─── Supplied material

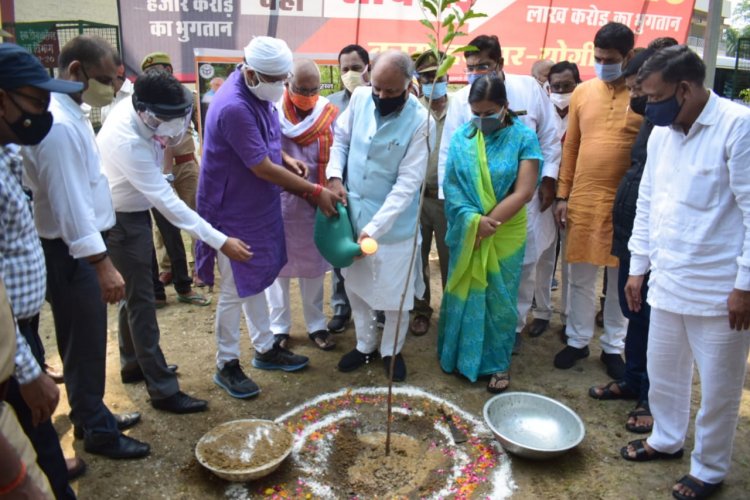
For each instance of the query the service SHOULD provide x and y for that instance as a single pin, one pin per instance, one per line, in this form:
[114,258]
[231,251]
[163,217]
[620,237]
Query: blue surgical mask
[663,113]
[490,123]
[435,91]
[473,77]
[608,72]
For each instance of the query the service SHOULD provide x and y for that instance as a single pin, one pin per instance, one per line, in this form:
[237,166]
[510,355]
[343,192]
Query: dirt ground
[593,470]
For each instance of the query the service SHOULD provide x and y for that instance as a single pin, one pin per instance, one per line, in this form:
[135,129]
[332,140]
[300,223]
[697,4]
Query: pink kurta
[303,258]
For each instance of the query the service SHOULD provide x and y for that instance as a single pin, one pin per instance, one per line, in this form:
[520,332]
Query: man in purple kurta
[307,133]
[238,190]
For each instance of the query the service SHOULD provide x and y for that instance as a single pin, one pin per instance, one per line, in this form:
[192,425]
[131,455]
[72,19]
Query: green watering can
[335,239]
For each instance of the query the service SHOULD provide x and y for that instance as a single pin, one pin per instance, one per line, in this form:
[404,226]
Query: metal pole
[711,45]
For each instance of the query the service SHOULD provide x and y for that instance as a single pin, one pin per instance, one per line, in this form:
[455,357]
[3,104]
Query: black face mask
[638,104]
[387,106]
[30,128]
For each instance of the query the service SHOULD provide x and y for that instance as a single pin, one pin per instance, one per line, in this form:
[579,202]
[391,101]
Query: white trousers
[542,289]
[536,279]
[564,280]
[675,341]
[311,290]
[582,312]
[228,310]
[367,331]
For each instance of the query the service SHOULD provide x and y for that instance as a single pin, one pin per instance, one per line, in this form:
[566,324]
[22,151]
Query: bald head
[540,70]
[394,61]
[306,77]
[391,74]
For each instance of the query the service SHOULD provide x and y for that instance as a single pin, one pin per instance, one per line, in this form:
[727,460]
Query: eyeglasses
[39,103]
[479,68]
[273,79]
[311,91]
[563,88]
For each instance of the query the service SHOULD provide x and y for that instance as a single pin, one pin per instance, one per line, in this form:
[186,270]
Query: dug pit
[339,451]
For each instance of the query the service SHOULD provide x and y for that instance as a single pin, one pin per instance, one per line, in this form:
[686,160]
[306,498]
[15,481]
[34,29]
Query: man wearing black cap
[432,219]
[25,88]
[133,138]
[73,211]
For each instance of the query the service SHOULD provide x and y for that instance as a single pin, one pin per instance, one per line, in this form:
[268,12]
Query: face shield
[169,122]
[168,132]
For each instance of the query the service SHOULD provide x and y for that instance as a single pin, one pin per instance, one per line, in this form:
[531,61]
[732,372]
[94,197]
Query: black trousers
[176,250]
[131,248]
[81,328]
[44,437]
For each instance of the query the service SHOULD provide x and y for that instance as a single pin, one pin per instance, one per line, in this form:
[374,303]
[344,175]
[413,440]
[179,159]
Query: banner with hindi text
[528,29]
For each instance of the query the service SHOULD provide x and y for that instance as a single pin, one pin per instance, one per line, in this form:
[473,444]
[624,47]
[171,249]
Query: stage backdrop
[528,29]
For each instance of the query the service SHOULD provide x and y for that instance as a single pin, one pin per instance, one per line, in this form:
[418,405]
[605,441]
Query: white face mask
[561,101]
[353,79]
[266,91]
[166,132]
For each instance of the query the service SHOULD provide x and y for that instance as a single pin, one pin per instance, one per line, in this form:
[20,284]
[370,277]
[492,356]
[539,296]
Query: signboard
[528,29]
[213,66]
[41,40]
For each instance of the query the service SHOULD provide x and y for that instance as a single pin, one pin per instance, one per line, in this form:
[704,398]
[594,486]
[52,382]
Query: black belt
[23,323]
[4,389]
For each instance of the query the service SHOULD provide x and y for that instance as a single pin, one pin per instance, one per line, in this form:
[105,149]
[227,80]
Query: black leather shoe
[538,327]
[399,367]
[338,323]
[615,365]
[180,403]
[354,359]
[137,375]
[567,357]
[123,420]
[115,446]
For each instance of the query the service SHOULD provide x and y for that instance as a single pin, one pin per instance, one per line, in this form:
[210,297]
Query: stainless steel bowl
[533,426]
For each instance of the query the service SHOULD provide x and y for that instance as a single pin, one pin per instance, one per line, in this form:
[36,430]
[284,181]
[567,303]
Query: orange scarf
[320,130]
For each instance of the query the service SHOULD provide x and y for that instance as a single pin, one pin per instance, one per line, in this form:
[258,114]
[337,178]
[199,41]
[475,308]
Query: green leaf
[445,66]
[449,38]
[427,24]
[465,48]
[470,14]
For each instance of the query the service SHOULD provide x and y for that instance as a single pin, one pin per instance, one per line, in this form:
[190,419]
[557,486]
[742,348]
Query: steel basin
[533,426]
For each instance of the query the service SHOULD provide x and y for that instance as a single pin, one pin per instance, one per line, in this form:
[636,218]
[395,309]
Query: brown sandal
[322,340]
[499,382]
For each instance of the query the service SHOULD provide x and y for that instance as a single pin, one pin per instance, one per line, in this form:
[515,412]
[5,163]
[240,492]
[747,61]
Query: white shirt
[132,162]
[692,225]
[411,170]
[524,94]
[71,195]
[125,92]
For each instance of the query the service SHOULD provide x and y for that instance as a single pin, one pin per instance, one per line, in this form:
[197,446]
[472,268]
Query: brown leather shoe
[55,374]
[419,325]
[76,467]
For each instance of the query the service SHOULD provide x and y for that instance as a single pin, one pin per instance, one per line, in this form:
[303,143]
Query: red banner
[528,29]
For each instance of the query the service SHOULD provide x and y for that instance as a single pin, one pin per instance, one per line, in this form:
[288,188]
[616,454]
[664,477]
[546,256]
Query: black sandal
[281,340]
[704,490]
[641,410]
[642,454]
[322,340]
[608,394]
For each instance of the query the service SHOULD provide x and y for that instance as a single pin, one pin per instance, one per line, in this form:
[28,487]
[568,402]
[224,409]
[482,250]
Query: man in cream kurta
[381,139]
[596,155]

──────

Work instruction
The entries above are to be printed again word for word, with every picture removed.

Solution
For each instance of the query the service SHOULD provide x and y for that instance as a single pin, one pin per instance, one per line, in this form:
[114,258]
[231,251]
[163,217]
[620,237]
Query: blue surgical mask
[663,113]
[490,123]
[435,91]
[473,77]
[608,72]
For each instance of the query the service SHOULD provide x and y for that instance as a single pin, one pin per instance, one per line, in this form:
[237,166]
[510,355]
[343,192]
Query: dirt ground
[593,470]
For each instance of the query the service SHOULD provide x and y for that instance as a single pin, one pin per instance, one per line, in this form:
[135,129]
[332,140]
[300,223]
[697,4]
Query: pink kurta
[303,258]
For each instance of the query the service SHOULD provide x and y for that instance as a single pin, one pin per instance, one per line, in this form:
[520,332]
Query: man in purple kurta
[307,133]
[238,190]
For each instance of the query the service SHOULD provide x and y for that instance as a single pin, one pin per instance, one per line, in this form:
[192,425]
[131,455]
[72,19]
Query: green watering can
[335,239]
For each instance of the query the service SHOULD provide x and y for that instance as a single pin, one pin per instance, one per line, in this form:
[404,226]
Query: metal pole
[711,45]
For each instance of the query the service SHOULD provide x and y for that instance as a single pin, one pin per instance, one per line, in this form:
[455,357]
[3,104]
Query: black face mask
[638,104]
[387,106]
[30,128]
For each instance of the query the service SHOULD provide x and y for that instance as a single pin, one pin per instance, one per line, in this form:
[579,202]
[391,101]
Query: white trousers
[542,289]
[536,279]
[564,280]
[675,341]
[311,290]
[582,312]
[228,310]
[367,331]
For each instance of the query the service SHOULD provide x and y for that instance as a single pin, one pin per instance, one per line, in this form:
[566,324]
[22,151]
Query: bald head
[540,70]
[394,61]
[306,77]
[391,74]
For each instance of the query the service SHOULD provide x and y for that instance as a single pin, one pin per instance, one per line, in this form:
[727,460]
Query: eyeglasses
[39,103]
[479,68]
[273,79]
[311,91]
[563,88]
For each instance of the query the service SHOULD provide x and y for that instance as a single pin, one pin per instance, one per line, in this form:
[186,270]
Query: dug pit
[339,451]
For each instance of the query the service SHOULD provide x and y for that instance as a single pin, one pin per instance, one per line, in this form:
[686,160]
[306,498]
[15,481]
[34,29]
Query: man wearing black cap
[432,219]
[25,88]
[133,138]
[73,211]
For each instance of the query the service SHOULD provide x and y for that instance as a single pin, one pin per instance, one per line, in this form:
[268,12]
Query: face shield
[169,122]
[168,132]
For each instance of the query the service SHOULD provide x and y for that instance as a single pin, one pin per instance, one per line, in this form:
[531,61]
[732,372]
[94,197]
Query: black trousers
[176,250]
[131,248]
[81,328]
[44,437]
For each instance of the query the service SHOULD provide x and y for that instance as a single pin, one pin per instance, one per line, in this form:
[374,303]
[344,175]
[413,440]
[179,159]
Query: banner with hindi text
[528,29]
For each instance of the query the service SHOULD provide x and y for that instance as a single pin, one pin per instance, one per line, in this form:
[473,444]
[624,47]
[171,249]
Query: stage backdrop
[528,29]
For each instance of the query the service SHOULD provide x and y for that instance as a single pin, one pin per instance, one per line, in this form:
[418,405]
[605,441]
Query: white face mask
[561,101]
[353,79]
[266,91]
[166,132]
For each instance of the query the service SHOULD provide x and y for that instance as a single pin, one pin per instance, one per line, in this form:
[20,284]
[370,277]
[492,356]
[539,296]
Query: signboard
[528,29]
[213,66]
[41,40]
For each instance of the query the service SHOULD provide x and y for that instance as a single pin, one pin per instance, one per line, in this form:
[704,398]
[594,486]
[52,382]
Query: black belt
[23,323]
[4,389]
For each instance of the query the service SHOULD provide x and y for that instance as a single pin, one pin per instance, one per line, in this form:
[105,149]
[227,80]
Query: black leather shoe
[538,327]
[399,367]
[338,323]
[615,365]
[180,403]
[354,359]
[137,375]
[567,357]
[123,420]
[115,446]
For each instance of the query the service SHOULD provide x and y for that instance as a single pin, one pin per instance, one per line, in this form:
[210,297]
Query: stainless steel bowl
[533,426]
For each instance of the query the service SHOULD provide x and y for that instance as a single pin, one pin per instance, one per line, in this form:
[36,430]
[284,181]
[567,303]
Query: orange scarf
[320,130]
For each instance of the query the service SHOULD provide x and y for that instance as a single pin, one pin per instance, one per line, in this form:
[258,114]
[337,178]
[199,41]
[475,308]
Query: green leaf
[445,66]
[449,38]
[427,24]
[465,48]
[470,14]
For each instance of the query the service SHOULD provide x and y for that instance as a single pin, one pin per instance, one per line, in this form:
[190,419]
[557,486]
[742,348]
Query: steel basin
[533,426]
For each instance of the query the service SHOULD provide x and y for that instance as a single pin, one pin per instance, one per line, in this form:
[636,218]
[395,309]
Query: brown sandal
[322,340]
[499,382]
For each instance of the query the service SHOULD provide x and y for that instance as a single pin, one pin per instance, one per line, in this form:
[515,412]
[5,163]
[240,492]
[747,61]
Query: white shirt
[132,162]
[692,225]
[411,170]
[524,94]
[71,195]
[125,92]
For each instance of the query the service SHOULD provide x and y for that instance as a single pin, one pin per instance, one per line, in this form:
[197,446]
[472,268]
Query: brown leather shoe
[55,374]
[419,325]
[76,467]
For each instance of the query the service SHOULD provide x and y for that instance as a single pin, one pin per instance, one per line, in this form:
[303,143]
Query: red banner
[528,29]
For each instance of the query the service SHOULD provide x and y for that instance as a single pin, one pin per instance, one per line, in this form:
[288,188]
[616,454]
[664,477]
[546,256]
Query: black sandal
[281,340]
[704,490]
[641,410]
[642,454]
[322,340]
[608,394]
For each instance of the query the service SHOULD provide x and y for that instance as a single pin, one pin per instance, one per line, in this form:
[28,487]
[568,402]
[224,409]
[482,250]
Query: man in cream kurta
[381,139]
[596,155]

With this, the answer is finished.